### SOURCE DOCUMENT
____________

In the meantime we have to make do with links to other documents. There is a problem with this however; there is no easy way for the reader to get back from whence they came. Like a 'go back' button would make sense. This may be provided in iBooks (maybe a future version), so we won't need to worry about it. iBooks 1.2 introduced a 'back to... ' feature.
Here is what I have done to partially resolve:
Within the main text, we create a link thus:
<a id="raleigh" href="raleigh.xhtml">an island</a>
This takes us to the document raleigh.xhtml
At the bottom of this page we then get another link:
<a href="isletebook.xhtml#raleigh">Back to Memoirs of an Islet</a>
This jumps us back to the place we left off.

____________

### LISTED ENTRIES
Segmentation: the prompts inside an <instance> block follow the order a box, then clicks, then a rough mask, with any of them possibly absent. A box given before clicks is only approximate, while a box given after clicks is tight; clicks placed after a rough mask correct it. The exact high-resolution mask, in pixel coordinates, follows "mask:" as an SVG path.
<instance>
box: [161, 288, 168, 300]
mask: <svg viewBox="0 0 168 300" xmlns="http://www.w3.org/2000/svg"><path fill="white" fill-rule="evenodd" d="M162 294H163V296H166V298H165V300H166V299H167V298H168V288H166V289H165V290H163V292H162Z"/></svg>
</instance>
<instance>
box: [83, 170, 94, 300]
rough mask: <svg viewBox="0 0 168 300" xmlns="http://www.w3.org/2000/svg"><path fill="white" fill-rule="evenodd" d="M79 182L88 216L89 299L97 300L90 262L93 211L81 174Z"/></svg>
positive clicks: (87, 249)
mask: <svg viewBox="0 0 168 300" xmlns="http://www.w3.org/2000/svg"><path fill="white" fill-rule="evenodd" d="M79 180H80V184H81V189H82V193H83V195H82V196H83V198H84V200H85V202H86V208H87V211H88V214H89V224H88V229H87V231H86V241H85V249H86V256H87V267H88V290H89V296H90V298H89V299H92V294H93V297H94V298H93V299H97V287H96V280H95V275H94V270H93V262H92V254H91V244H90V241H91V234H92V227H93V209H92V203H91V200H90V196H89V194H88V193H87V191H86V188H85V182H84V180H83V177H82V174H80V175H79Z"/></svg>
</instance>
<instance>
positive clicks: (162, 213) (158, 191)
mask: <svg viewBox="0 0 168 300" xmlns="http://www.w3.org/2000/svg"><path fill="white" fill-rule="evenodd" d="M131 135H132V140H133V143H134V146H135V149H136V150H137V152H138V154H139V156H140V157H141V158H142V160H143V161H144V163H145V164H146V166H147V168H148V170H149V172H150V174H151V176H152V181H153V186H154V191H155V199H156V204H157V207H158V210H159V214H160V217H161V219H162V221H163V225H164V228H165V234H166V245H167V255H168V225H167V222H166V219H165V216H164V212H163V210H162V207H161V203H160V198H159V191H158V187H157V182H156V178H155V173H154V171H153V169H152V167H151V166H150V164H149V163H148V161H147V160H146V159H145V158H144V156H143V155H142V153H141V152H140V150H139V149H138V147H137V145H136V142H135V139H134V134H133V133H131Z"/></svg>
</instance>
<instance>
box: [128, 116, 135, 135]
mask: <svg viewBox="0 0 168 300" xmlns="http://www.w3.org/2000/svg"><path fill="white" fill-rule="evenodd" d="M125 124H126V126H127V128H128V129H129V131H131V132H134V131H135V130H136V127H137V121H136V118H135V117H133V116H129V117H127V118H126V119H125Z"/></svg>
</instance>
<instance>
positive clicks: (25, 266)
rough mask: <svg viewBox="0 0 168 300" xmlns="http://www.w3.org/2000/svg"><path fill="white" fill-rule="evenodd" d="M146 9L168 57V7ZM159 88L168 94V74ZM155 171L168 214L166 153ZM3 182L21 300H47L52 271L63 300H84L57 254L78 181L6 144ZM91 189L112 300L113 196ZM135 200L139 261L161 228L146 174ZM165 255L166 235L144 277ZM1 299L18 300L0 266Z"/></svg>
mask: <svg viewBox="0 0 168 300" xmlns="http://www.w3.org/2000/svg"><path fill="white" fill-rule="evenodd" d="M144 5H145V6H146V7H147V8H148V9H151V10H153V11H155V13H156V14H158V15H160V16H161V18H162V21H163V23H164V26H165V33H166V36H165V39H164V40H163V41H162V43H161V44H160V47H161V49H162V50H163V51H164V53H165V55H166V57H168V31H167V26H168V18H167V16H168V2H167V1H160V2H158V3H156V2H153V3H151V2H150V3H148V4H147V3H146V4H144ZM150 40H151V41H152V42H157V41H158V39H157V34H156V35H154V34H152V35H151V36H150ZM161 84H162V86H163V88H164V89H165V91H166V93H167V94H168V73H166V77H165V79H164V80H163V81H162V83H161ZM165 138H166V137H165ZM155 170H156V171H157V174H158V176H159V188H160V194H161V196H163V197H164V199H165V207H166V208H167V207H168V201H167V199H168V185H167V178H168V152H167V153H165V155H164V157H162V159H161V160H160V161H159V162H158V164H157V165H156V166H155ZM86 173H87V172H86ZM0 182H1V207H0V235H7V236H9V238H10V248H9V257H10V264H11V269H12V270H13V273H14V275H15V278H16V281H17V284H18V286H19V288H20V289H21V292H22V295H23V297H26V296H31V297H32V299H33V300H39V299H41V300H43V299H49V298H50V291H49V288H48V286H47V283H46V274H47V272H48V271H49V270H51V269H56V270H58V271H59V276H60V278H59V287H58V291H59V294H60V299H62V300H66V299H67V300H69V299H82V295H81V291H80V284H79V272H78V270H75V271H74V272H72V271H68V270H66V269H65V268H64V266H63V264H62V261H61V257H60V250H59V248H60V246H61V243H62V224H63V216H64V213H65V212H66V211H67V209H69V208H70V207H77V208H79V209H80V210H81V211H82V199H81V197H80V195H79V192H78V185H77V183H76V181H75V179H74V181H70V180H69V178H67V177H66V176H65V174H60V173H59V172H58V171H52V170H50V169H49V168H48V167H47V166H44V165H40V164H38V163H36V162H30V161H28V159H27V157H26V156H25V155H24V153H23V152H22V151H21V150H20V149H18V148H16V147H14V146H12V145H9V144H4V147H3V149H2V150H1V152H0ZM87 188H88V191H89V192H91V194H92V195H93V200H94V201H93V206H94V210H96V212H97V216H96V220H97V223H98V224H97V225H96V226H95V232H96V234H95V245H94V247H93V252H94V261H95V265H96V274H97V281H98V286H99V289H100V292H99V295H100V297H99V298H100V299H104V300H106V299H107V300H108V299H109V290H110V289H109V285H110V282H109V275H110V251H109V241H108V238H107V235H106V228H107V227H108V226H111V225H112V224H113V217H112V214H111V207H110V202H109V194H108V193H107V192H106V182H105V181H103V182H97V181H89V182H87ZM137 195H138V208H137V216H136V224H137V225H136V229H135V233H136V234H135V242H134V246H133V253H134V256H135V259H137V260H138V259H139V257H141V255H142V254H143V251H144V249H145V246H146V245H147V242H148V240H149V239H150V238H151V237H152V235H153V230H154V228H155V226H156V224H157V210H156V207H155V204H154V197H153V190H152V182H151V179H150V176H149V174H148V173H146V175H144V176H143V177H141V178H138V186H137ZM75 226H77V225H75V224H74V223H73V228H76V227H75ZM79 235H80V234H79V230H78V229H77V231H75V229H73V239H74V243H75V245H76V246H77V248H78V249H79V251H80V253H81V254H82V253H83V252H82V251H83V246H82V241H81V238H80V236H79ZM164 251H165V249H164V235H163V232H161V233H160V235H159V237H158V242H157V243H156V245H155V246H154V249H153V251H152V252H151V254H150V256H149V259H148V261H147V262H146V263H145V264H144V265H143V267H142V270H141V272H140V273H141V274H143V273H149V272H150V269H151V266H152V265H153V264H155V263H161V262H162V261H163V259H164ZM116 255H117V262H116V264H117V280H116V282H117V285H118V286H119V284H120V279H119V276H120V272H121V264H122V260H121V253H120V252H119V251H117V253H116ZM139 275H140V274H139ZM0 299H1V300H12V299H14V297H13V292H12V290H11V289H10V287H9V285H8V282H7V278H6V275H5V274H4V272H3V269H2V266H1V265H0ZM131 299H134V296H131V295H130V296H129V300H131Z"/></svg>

____________

### EXERCISE TASKS
[a] Say whether each statement agrees with the passage on ebook links, answering yes or no and quoting the deciding words of that passage: (i) a 'back to...' feature came in iBooks 1.2; (ii) the link created within the main text leads to isletebook.xhtml; (iii) the link at the bottom of the linked page returns the reader to the place they left off.
[b] Please carry on the passage on ebook links from the point where it stops.

### EXPECTED OUTPUTS
[a]
(i) Yes: "iBooks 1.2 introduced a 'back to... ' feature."
(ii) No: "This takes us to the document raleigh.xhtml"
(iii) Yes: "This jumps us back to the place we left off."

[b]
Now, we could be happy with that, if we made sure that the document (raleigh.html) cannot be accessed from any other way. More on this later, but the problem is that the 'Back to Memoirs of an Islet' link is a bit nonsensical if we have read it from the table of contents.
ToolTip text
On a web page if you add a title attribute then you should get 'tooltip text'.
Here is an example:
<a href="myfirstbook.xhtml" title="This essay by Robert Louis Stevenson describes thw writing of his book 'Treasure Island'">from <em>My First Book</em>, Robert Louis Stevenson,</a>
This will only work with the Firefox ePub extension. Not Adobe Digital Editions.